**TASK TO COMPLETE:** Report each line of the listing below that contains the word "door", copying every such line in full.

Entries from a dataset:
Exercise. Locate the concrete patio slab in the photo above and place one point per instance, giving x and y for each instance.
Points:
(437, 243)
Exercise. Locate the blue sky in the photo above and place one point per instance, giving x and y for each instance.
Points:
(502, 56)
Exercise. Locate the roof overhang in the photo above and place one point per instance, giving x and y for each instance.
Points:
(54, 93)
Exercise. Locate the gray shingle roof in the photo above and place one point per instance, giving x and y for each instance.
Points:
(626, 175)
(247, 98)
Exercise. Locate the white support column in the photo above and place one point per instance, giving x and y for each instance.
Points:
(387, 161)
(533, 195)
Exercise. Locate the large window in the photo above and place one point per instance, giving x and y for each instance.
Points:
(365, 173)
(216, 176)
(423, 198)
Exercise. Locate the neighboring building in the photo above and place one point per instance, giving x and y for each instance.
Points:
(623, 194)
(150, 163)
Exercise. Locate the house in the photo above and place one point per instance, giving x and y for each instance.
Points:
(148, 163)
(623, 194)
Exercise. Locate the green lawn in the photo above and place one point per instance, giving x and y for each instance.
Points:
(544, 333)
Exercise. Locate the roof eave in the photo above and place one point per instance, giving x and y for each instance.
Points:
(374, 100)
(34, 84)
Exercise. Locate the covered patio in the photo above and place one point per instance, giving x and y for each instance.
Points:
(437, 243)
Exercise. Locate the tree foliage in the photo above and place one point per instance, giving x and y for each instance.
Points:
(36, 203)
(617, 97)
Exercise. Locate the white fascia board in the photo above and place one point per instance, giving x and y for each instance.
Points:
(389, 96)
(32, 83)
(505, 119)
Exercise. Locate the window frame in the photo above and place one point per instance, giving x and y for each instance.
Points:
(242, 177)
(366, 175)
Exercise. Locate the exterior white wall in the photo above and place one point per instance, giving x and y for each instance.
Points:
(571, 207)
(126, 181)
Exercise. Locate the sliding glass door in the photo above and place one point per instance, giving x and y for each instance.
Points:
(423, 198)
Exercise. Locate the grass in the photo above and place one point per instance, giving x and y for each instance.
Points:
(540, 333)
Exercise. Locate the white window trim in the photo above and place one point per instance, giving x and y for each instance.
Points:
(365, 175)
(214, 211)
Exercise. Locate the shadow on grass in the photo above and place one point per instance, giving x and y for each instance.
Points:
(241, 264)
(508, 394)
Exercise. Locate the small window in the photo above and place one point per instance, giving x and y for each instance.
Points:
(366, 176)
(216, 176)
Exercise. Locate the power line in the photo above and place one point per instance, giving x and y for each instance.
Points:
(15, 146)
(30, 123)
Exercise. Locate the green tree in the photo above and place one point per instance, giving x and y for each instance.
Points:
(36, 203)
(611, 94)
---
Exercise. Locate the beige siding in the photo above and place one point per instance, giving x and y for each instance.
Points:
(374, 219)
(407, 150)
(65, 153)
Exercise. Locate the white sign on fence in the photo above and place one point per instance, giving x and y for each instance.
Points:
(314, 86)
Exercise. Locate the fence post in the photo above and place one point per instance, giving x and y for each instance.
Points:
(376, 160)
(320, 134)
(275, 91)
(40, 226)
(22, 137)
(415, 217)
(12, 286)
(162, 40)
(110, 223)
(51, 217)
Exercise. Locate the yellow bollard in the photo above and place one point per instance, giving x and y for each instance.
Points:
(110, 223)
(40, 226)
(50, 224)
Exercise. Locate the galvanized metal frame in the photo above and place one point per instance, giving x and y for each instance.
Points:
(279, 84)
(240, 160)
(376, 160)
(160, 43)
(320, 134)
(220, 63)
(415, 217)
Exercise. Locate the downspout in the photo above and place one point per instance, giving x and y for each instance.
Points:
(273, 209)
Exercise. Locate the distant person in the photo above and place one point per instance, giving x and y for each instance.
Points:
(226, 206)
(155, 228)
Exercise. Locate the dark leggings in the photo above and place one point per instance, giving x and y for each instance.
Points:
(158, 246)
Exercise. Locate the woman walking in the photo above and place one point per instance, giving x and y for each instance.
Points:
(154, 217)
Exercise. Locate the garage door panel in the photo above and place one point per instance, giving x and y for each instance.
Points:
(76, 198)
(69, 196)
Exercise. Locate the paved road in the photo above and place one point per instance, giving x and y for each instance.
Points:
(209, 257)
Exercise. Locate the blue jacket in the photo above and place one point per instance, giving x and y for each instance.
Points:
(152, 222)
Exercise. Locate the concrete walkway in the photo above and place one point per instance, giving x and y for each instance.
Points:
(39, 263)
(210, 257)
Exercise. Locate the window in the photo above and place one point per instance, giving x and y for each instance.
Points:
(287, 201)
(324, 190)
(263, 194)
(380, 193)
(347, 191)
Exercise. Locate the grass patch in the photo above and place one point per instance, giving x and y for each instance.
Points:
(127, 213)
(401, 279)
* * *
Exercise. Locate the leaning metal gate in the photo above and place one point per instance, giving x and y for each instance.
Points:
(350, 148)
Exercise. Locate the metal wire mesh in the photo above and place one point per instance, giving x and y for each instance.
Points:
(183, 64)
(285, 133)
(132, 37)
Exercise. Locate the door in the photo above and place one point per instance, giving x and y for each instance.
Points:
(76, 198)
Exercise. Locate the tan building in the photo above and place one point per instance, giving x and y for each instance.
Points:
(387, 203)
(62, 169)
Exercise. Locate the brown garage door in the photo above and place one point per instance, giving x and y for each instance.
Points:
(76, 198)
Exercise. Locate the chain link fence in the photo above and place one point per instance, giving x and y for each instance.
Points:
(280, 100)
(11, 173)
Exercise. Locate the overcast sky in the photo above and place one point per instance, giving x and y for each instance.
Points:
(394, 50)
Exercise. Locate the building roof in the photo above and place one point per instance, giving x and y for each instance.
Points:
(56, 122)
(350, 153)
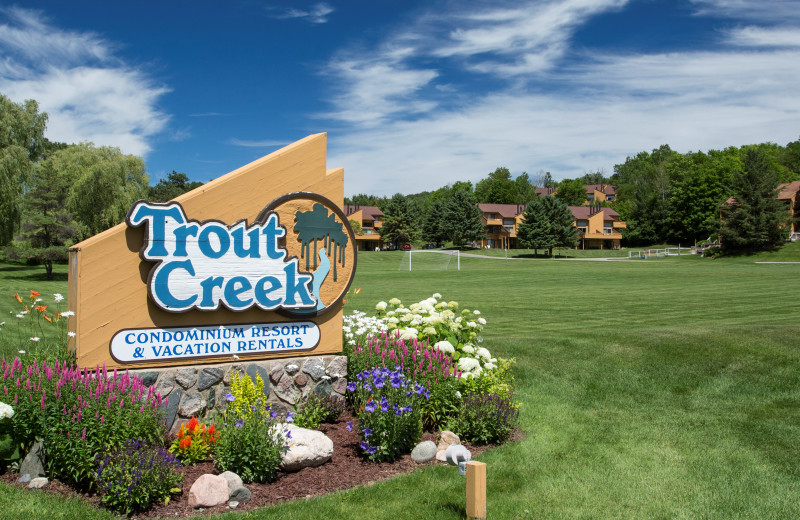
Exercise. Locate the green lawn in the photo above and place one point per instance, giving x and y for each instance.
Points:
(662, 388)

**SOLUTION TO THIS EXERCISE:**
Exercise. Locate the sliding glass door in the photo above and place one point per instance, giving x and y for each instance.
Exercise. Locate the garage door panel in the photo above and place one point per instance, giving x and y for each instance.
Exercise. Locate the door in the photo above and place one point per instance, giving x and y for each instance.
Exercise. Locate the brown garage door in the photo above and place one point per instance, giving x and y for each instance.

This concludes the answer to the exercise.